### DO THIS
Take the line containing "[ ] locate the yellow dried leaf" through the last line of the data and retype those lines exactly. Pictures do not belong in the copy.

[BEGIN ENTRIES SUPPLIED]

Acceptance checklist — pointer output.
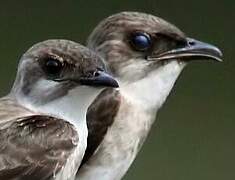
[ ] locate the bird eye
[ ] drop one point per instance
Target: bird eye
(53, 67)
(141, 41)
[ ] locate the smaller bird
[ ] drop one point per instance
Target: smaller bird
(43, 130)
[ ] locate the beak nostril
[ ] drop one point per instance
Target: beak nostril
(96, 74)
(191, 43)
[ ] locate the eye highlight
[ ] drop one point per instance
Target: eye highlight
(52, 67)
(141, 41)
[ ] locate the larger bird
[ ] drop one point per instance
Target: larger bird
(43, 130)
(146, 54)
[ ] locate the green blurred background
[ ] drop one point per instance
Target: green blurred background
(194, 136)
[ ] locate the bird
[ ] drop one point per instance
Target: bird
(43, 130)
(146, 54)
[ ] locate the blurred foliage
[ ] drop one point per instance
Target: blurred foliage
(193, 137)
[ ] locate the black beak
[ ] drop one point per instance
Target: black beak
(192, 50)
(100, 78)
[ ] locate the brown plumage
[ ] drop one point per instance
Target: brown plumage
(43, 130)
(146, 54)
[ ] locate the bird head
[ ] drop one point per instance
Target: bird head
(136, 44)
(51, 69)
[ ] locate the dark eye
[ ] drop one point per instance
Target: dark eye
(141, 41)
(53, 67)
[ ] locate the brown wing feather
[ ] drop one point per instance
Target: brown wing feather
(35, 147)
(100, 117)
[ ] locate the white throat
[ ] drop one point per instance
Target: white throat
(71, 107)
(151, 92)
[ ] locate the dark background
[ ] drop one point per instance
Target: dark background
(194, 136)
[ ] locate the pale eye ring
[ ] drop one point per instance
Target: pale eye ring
(53, 67)
(141, 41)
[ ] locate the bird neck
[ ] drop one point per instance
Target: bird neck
(72, 107)
(150, 92)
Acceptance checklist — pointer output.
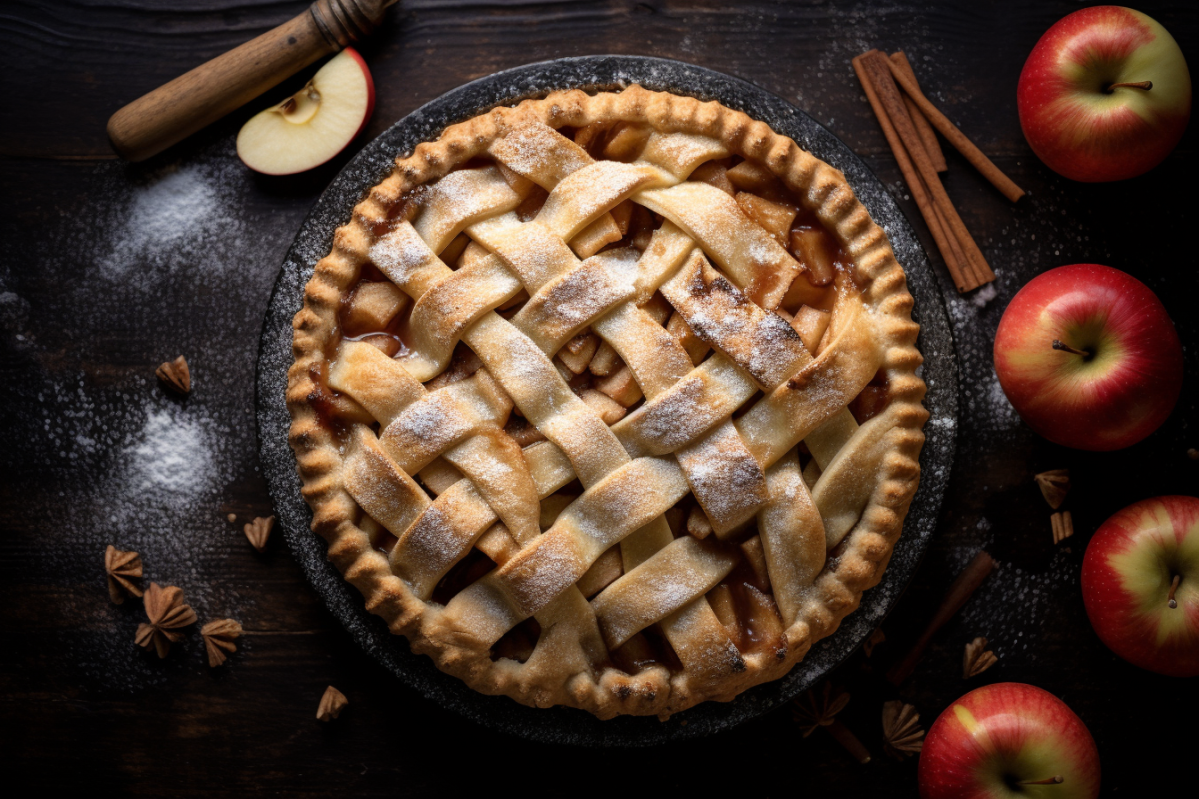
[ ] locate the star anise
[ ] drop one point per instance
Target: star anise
(167, 613)
(902, 732)
(218, 638)
(175, 374)
(1062, 524)
(813, 710)
(259, 530)
(122, 569)
(1054, 486)
(977, 659)
(875, 638)
(331, 704)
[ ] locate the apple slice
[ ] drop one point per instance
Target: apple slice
(313, 125)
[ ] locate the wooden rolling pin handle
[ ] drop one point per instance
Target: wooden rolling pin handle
(192, 101)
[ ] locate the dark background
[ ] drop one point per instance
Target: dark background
(108, 269)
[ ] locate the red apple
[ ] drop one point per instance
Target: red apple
(1008, 740)
(313, 125)
(1140, 584)
(1089, 358)
(1104, 95)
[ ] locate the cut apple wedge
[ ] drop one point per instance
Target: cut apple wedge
(313, 125)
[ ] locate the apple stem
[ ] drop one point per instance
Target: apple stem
(1140, 84)
(1067, 348)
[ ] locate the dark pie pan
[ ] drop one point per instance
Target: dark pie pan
(601, 72)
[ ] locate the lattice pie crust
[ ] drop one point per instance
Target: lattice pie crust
(577, 401)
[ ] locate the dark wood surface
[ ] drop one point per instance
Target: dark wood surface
(108, 269)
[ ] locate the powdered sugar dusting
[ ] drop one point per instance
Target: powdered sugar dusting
(173, 220)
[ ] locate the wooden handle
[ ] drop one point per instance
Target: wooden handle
(192, 101)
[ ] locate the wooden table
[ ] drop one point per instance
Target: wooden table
(108, 269)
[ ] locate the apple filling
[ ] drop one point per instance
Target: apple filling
(377, 312)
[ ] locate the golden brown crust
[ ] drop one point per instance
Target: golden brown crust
(855, 565)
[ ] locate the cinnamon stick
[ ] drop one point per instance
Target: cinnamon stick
(927, 134)
(945, 242)
(970, 578)
(956, 137)
(878, 66)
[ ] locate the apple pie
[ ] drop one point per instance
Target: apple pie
(609, 401)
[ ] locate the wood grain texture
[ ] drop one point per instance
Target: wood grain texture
(89, 306)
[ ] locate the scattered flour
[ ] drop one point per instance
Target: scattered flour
(173, 454)
(173, 221)
(166, 259)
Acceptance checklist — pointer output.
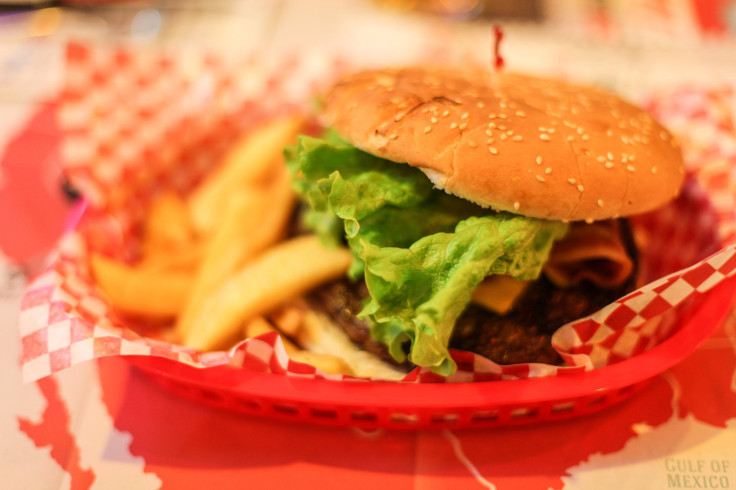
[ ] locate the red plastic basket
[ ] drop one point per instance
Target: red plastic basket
(393, 405)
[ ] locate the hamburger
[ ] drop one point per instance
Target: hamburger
(483, 210)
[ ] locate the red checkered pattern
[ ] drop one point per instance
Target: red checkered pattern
(179, 116)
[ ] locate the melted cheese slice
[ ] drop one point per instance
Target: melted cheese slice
(498, 293)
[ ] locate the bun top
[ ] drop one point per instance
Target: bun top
(537, 147)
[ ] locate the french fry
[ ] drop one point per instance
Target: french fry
(183, 259)
(288, 319)
(327, 363)
(279, 274)
(259, 326)
(256, 220)
(139, 290)
(251, 161)
(167, 226)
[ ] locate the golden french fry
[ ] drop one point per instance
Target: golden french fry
(167, 226)
(279, 274)
(183, 259)
(252, 160)
(256, 220)
(139, 290)
(288, 319)
(327, 363)
(259, 326)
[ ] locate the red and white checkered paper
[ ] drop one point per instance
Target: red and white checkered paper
(138, 122)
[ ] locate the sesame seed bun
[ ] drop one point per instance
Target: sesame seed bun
(538, 147)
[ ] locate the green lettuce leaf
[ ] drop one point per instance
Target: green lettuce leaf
(422, 251)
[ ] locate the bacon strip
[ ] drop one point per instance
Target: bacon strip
(593, 252)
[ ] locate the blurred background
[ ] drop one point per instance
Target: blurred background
(622, 43)
(633, 47)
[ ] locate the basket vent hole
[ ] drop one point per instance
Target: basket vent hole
(324, 413)
(563, 407)
(440, 418)
(485, 415)
(364, 416)
(405, 418)
(520, 413)
(287, 409)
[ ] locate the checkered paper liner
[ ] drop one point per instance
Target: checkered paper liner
(137, 122)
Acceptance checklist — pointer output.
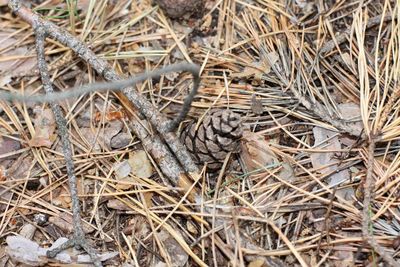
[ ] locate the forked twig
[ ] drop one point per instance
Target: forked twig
(78, 240)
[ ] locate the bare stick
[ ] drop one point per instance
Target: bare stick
(366, 218)
(78, 239)
(117, 86)
(341, 38)
(158, 120)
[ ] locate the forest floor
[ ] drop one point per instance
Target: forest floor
(314, 179)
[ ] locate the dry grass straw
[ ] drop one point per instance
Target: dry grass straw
(300, 69)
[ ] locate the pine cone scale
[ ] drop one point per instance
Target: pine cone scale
(217, 135)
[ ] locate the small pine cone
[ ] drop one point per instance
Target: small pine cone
(216, 136)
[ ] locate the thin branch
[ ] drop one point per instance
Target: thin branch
(79, 236)
(158, 121)
(341, 38)
(117, 86)
(366, 217)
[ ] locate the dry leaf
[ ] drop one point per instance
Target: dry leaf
(256, 152)
(122, 171)
(103, 137)
(117, 204)
(8, 145)
(45, 127)
(65, 222)
(27, 252)
(140, 163)
(351, 111)
(177, 254)
(120, 140)
(16, 61)
(326, 161)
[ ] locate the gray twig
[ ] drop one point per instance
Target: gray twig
(79, 237)
(157, 120)
(117, 86)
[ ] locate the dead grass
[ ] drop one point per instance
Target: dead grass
(327, 80)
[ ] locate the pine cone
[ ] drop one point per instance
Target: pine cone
(217, 135)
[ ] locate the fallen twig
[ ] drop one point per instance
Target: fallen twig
(78, 239)
(366, 216)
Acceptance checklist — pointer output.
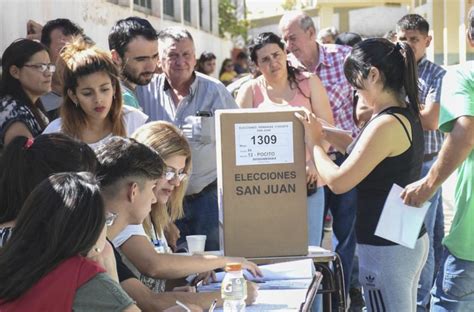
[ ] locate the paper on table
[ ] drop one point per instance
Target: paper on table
(337, 130)
(398, 222)
(281, 271)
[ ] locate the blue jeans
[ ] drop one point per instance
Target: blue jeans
(201, 217)
(454, 286)
(426, 279)
(315, 217)
(343, 209)
(438, 236)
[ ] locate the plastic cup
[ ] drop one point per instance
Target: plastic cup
(196, 243)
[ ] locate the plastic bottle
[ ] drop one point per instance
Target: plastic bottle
(234, 288)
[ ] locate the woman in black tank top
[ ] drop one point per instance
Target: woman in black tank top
(388, 150)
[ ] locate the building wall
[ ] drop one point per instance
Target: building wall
(98, 16)
(375, 21)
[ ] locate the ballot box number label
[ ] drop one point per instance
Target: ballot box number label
(264, 143)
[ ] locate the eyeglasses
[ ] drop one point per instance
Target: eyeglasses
(110, 218)
(171, 174)
(42, 67)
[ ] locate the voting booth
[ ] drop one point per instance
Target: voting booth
(261, 183)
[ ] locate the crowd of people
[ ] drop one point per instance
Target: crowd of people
(107, 165)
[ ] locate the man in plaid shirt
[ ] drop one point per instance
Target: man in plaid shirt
(413, 29)
(326, 61)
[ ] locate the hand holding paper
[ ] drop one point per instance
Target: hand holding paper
(417, 193)
(398, 222)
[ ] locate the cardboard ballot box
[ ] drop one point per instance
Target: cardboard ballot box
(261, 183)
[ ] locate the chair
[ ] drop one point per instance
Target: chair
(311, 293)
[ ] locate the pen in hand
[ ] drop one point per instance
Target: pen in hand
(182, 305)
(213, 306)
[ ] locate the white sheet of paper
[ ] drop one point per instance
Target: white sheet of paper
(398, 222)
(337, 130)
(281, 271)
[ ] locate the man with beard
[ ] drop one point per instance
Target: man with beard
(133, 43)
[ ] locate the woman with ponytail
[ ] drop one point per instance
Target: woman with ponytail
(26, 162)
(51, 262)
(92, 110)
(283, 86)
(388, 150)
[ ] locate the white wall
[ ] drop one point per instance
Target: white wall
(96, 17)
(375, 21)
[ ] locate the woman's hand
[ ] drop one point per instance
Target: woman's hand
(205, 277)
(311, 172)
(252, 293)
(247, 265)
(313, 130)
(185, 289)
(172, 235)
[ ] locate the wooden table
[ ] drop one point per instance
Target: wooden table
(329, 264)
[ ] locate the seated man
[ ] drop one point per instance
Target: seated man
(129, 172)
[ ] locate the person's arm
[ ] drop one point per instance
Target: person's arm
(17, 128)
(168, 266)
(338, 140)
(106, 259)
(429, 115)
(455, 149)
(320, 100)
(172, 235)
(368, 152)
(244, 98)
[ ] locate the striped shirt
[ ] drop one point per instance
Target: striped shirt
(330, 70)
(430, 77)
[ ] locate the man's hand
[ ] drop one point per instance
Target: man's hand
(252, 293)
(417, 193)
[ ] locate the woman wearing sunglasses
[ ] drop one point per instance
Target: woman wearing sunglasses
(145, 246)
(27, 73)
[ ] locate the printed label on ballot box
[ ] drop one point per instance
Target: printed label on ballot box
(264, 143)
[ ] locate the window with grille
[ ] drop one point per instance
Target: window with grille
(187, 10)
(168, 7)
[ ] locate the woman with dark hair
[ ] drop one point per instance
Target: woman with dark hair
(26, 75)
(282, 86)
(145, 246)
(388, 150)
(206, 63)
(227, 73)
(47, 264)
(26, 162)
(93, 110)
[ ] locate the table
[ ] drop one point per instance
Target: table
(292, 299)
(333, 278)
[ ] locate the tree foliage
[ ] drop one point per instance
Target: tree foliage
(228, 21)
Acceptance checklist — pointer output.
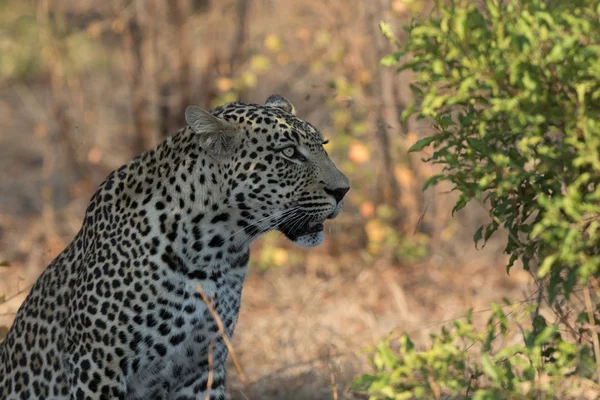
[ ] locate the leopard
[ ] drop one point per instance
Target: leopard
(141, 303)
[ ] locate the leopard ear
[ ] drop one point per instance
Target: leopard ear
(217, 136)
(281, 102)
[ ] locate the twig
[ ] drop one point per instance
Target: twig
(219, 322)
(590, 312)
(332, 375)
(210, 369)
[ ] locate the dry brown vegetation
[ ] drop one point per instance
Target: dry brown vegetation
(85, 86)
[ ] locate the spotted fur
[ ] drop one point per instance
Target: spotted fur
(117, 314)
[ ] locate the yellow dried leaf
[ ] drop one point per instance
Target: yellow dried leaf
(260, 63)
(224, 84)
(273, 43)
(283, 59)
(358, 153)
(94, 30)
(94, 155)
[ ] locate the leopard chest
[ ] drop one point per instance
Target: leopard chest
(185, 333)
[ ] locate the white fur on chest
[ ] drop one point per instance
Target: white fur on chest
(165, 371)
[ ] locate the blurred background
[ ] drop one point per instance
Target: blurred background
(87, 85)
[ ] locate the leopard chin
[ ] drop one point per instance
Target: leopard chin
(310, 239)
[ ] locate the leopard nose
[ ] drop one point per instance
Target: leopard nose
(338, 194)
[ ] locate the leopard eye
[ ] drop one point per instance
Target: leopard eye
(289, 152)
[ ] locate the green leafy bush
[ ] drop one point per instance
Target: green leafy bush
(513, 91)
(541, 366)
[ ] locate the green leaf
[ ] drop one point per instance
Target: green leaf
(491, 370)
(422, 143)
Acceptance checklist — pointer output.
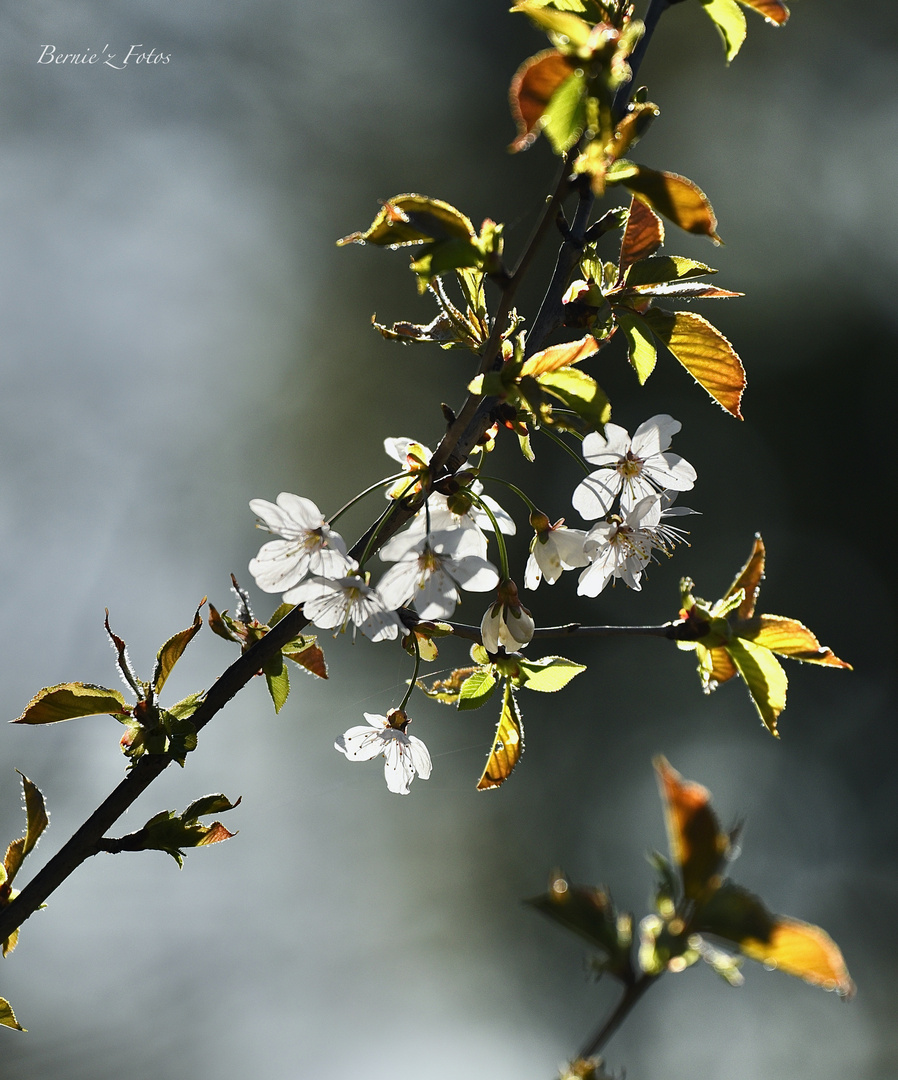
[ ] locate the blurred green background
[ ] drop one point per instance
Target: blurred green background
(181, 335)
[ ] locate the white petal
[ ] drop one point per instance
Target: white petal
(420, 757)
(654, 435)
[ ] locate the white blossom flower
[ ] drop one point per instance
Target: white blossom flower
(309, 547)
(622, 547)
(506, 623)
(553, 549)
(332, 603)
(632, 469)
(430, 575)
(452, 514)
(403, 754)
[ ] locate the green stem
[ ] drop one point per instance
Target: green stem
(414, 682)
(499, 537)
(361, 495)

[END ENTRIES SUPPLIED]

### ANSWER BELOW
[ ] locate the yellow dried leaf
[ ] drop one point per instance
Target: yellow dried leaf
(260, 63)
(224, 84)
(273, 43)
(283, 59)
(358, 153)
(94, 30)
(94, 155)
[ ] locate the leopard chest
[ ] drop one point per instance
Target: leopard chest
(185, 333)
[ ] locate the white fur on chest
[ ] drop one point per instance
Target: white fur on chest
(165, 371)
[ ] locate the blurred background
[ ] drop one point per instance
Target: blurred background
(87, 85)
[ ] locate the leopard chin
[ ] drop one point per instance
Target: leopard chin
(310, 239)
[ ] locate the leopard nose
[ ] drop one point per instance
Target: leopard nose
(338, 194)
[ ] locate the leopard eye
[ ] drop one point per instance
Target: leopard eye
(289, 152)
[ ] locate the green leafy bush
[ ] drop one point per instance
Target: green leafy bush
(513, 91)
(541, 366)
[ ] locate the green leaf
[ ] drop one point per instance
Target: green leaf
(491, 370)
(422, 143)
Acceptance checklist — pointer output.
[ ] locate the blurred green background
[ ] drop one point per instance
Target: blurred green background
(181, 335)
[ ] locate the white petal
[ ] drop one point per instance
Target: white petal
(420, 757)
(654, 435)
[ ] locate the white blossom flower
[ ] drop one point per instance
Target: white blossom flower
(309, 547)
(622, 547)
(506, 623)
(553, 549)
(332, 603)
(632, 469)
(430, 575)
(452, 514)
(403, 754)
[ ] locate the green stem
[ ] drop one point per instance
Target: green stem
(414, 682)
(499, 537)
(361, 495)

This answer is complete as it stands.